EXERCISE GOAL:
Please reproduce the material below with "outline" swapped for "contour" and every other character left unchanged.

RECORDS PROVIDED:

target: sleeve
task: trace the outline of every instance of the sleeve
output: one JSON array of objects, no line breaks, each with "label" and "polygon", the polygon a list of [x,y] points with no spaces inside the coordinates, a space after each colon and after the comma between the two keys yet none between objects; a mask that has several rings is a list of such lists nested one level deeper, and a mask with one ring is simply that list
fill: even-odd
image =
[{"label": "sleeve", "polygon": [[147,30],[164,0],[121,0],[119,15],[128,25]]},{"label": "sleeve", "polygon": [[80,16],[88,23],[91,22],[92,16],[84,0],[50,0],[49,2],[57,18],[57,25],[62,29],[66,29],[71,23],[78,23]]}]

FINISHED EXERCISE:
target: sleeve
task: trace the contour of every instance of the sleeve
output: one JSON array of objects, no line breaks, each with "label" and "polygon", the polygon a list of [x,y] points with no spaces inside the coordinates, a space after each colon and after the comma between the two keys yet none between objects; a mask that has several rings is a list of such lists nested one level deeper, and a mask with one ring is simply that list
fill: even-odd
image =
[{"label": "sleeve", "polygon": [[147,30],[164,0],[121,0],[119,15],[128,25]]},{"label": "sleeve", "polygon": [[80,16],[88,23],[91,22],[92,16],[84,0],[50,0],[49,2],[57,18],[57,25],[62,29],[66,29],[71,23],[78,23]]}]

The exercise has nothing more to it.